::: ENTRIES SUPPLIED

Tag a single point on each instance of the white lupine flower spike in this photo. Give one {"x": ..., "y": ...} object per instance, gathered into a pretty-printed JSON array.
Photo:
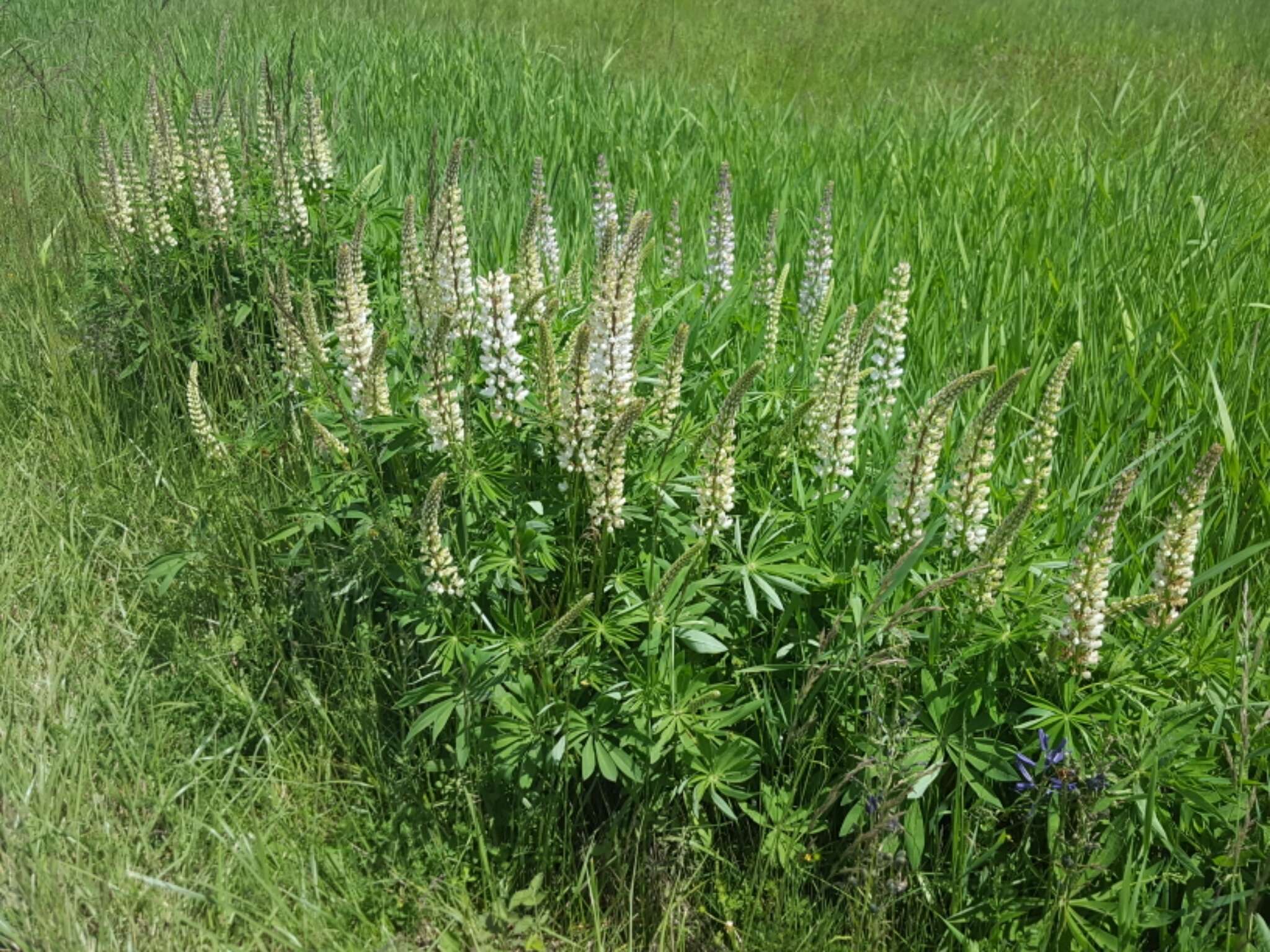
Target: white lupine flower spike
[
  {"x": 613, "y": 323},
  {"x": 672, "y": 253},
  {"x": 603, "y": 205},
  {"x": 888, "y": 358},
  {"x": 200, "y": 419},
  {"x": 765, "y": 281},
  {"x": 968, "y": 495},
  {"x": 609, "y": 477},
  {"x": 577, "y": 409},
  {"x": 499, "y": 338},
  {"x": 1039, "y": 455},
  {"x": 721, "y": 240},
  {"x": 671, "y": 384},
  {"x": 355, "y": 330},
  {"x": 912, "y": 489},
  {"x": 1175, "y": 559},
  {"x": 718, "y": 493},
  {"x": 832, "y": 418},
  {"x": 438, "y": 564},
  {"x": 818, "y": 270},
  {"x": 319, "y": 167},
  {"x": 1080, "y": 638},
  {"x": 548, "y": 239}
]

::::::

Your answer must be the records above, word for word, with no pictures.

Tag a single point on each instance of the white lupine flower spike in this photo. Give one {"x": ..., "y": ...} object per instance, gathered into a pretty-printed JSON array.
Photo:
Target: white lupine flower spike
[
  {"x": 613, "y": 323},
  {"x": 672, "y": 253},
  {"x": 603, "y": 205},
  {"x": 888, "y": 358},
  {"x": 200, "y": 419},
  {"x": 765, "y": 281},
  {"x": 968, "y": 495},
  {"x": 609, "y": 477},
  {"x": 577, "y": 409},
  {"x": 499, "y": 338},
  {"x": 1039, "y": 455},
  {"x": 721, "y": 240},
  {"x": 671, "y": 384},
  {"x": 355, "y": 330},
  {"x": 912, "y": 489},
  {"x": 1175, "y": 559},
  {"x": 718, "y": 493},
  {"x": 832, "y": 418},
  {"x": 438, "y": 564},
  {"x": 818, "y": 270},
  {"x": 319, "y": 167},
  {"x": 1080, "y": 638},
  {"x": 548, "y": 239}
]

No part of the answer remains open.